**Work request**
Exactly as they appear, set down all the lines of the material.

**Input material**
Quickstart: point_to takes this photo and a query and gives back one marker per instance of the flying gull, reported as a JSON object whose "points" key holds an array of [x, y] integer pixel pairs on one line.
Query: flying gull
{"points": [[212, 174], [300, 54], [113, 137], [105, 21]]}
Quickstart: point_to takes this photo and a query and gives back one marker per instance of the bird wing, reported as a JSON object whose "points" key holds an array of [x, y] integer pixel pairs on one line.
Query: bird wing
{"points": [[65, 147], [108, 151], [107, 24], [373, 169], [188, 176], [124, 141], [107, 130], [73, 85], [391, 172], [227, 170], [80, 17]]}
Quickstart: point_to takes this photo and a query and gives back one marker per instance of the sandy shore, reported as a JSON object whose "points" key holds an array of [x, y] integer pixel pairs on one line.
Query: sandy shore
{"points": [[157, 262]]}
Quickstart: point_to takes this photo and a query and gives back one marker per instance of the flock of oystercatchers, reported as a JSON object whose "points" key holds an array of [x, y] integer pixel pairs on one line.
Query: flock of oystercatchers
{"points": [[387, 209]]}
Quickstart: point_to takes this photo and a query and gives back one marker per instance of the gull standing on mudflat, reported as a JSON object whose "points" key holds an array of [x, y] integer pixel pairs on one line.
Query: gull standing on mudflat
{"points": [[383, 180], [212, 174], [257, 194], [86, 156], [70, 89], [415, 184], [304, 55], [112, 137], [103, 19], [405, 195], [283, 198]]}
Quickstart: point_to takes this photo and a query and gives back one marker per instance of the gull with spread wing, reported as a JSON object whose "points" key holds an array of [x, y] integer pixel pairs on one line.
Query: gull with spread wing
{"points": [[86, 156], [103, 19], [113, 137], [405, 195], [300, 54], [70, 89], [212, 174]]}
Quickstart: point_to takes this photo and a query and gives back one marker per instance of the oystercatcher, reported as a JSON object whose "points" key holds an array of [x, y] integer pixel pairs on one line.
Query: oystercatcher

**Result of this task**
Quickstart: point_to takes this photo and a query and gives back one marker per instance of the flying gull, reported as a JSON object whose "points" key holds an array of [x, y] integer pixel pairs on one line.
Query: flying gull
{"points": [[212, 174], [300, 54], [113, 137], [105, 21]]}
Quickstart: point_to takes this photo and a query and gives back one marker per instance of the bird wing, reported as a JSON object whose "points" key holds an array of [x, y] integer pixel pairs on one line.
Query: bird wing
{"points": [[65, 147], [108, 151], [107, 24], [373, 169], [188, 176], [124, 141], [107, 130], [73, 85], [391, 172], [227, 170], [80, 17]]}
Quickstart: point_to takes this photo and a query and gives back one marker per instance of the sandy shore, reported as a JSON object whose "points" key holds an array of [x, y] integer pixel pairs on one line.
Query: sandy shore
{"points": [[157, 262]]}
Quickstart: point_to takes this photo and a query and gives back one marker per instance of the flock of oystercatchers, reported as a JSON object whose "points" key holds an array of [x, y] integer pixel pairs on one line.
Query: flock of oystercatchers
{"points": [[387, 209]]}
Quickstart: point_to takes this photo and a query and gives back one marker per instance of the gull standing on mudflat, reported as a JSON object whose "points" key holds an array of [x, y] integer pixel pairs on one line.
Query: gull standing on mudflat
{"points": [[383, 180], [212, 174], [257, 194], [86, 156], [70, 89], [415, 184], [304, 55], [112, 137], [103, 19], [405, 195], [283, 198]]}
Quickstart: point_to takes this photo and a query and gives back one marker per instance of the gull with spread wing, reported as a JSON object whose "points" key holds an array of [x, y] integer pixel pairs on one line.
Query: gull with spread wing
{"points": [[86, 156], [103, 19], [113, 137], [405, 195], [300, 54], [70, 89], [212, 174]]}
Quickstart: point_to takes this photo and a query and gives back one marker per instance of the oystercatcher, reported as a JSON object whose "points" key holds an array of [x, y] integer pixel pairs on one line.
Query: oystercatcher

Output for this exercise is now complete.